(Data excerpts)
↓

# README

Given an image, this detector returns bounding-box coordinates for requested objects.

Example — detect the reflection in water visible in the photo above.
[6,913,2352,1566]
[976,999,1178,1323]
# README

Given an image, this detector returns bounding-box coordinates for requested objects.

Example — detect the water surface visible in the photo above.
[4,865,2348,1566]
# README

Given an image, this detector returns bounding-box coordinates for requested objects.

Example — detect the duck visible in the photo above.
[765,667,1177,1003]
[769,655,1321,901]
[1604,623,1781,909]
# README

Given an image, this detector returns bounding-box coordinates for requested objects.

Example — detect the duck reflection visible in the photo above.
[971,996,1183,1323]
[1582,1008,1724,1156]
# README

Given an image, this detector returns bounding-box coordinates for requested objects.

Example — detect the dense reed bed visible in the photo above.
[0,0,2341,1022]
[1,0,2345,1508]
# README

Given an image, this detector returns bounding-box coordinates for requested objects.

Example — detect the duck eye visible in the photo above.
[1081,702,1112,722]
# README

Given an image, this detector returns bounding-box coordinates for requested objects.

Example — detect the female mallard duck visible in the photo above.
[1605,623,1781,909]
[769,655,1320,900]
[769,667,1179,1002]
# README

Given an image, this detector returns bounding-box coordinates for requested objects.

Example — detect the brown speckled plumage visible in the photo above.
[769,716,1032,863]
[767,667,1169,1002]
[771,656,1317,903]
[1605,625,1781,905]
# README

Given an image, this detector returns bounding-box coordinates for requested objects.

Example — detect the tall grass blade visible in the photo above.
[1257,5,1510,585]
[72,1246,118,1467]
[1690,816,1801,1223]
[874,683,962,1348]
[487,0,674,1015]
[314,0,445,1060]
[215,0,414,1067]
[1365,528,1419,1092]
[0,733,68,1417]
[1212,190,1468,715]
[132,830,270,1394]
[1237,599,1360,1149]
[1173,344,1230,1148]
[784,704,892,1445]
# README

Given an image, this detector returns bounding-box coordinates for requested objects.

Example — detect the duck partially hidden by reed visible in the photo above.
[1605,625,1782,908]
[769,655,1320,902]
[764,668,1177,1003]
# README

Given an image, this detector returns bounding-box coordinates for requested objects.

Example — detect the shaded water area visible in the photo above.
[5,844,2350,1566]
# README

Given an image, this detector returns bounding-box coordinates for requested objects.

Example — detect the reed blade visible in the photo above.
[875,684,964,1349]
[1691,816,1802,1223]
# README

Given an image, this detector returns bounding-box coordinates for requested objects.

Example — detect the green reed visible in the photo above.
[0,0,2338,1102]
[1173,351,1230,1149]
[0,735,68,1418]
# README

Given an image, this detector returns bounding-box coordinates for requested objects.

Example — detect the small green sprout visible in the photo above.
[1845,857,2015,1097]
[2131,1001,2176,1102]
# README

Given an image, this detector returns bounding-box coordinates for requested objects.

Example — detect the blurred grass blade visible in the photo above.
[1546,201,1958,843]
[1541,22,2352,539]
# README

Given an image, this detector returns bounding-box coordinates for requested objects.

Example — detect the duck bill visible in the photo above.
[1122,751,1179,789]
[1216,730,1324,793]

↑

[Task details]
Only the final stretch of the entries above is needed: print exactly the lines from the line containing "Example — detect the small" through the last one.

[Reply to the task]
Example — detect the small green sprout visible in the photo above.
[1845,857,2015,1097]
[2131,1001,2176,1102]
# README

Given an image, this detector returns bounding-box coordinates for requested objects.

Example — detect the blurred grass blade visible in the photo above.
[1546,201,1958,843]
[1541,22,2352,539]
# README

Given an image, this detector returns bounding-box coordinates for requested objects.

Example — detect the duck bill visible in the photo above.
[1122,751,1179,789]
[1216,730,1324,793]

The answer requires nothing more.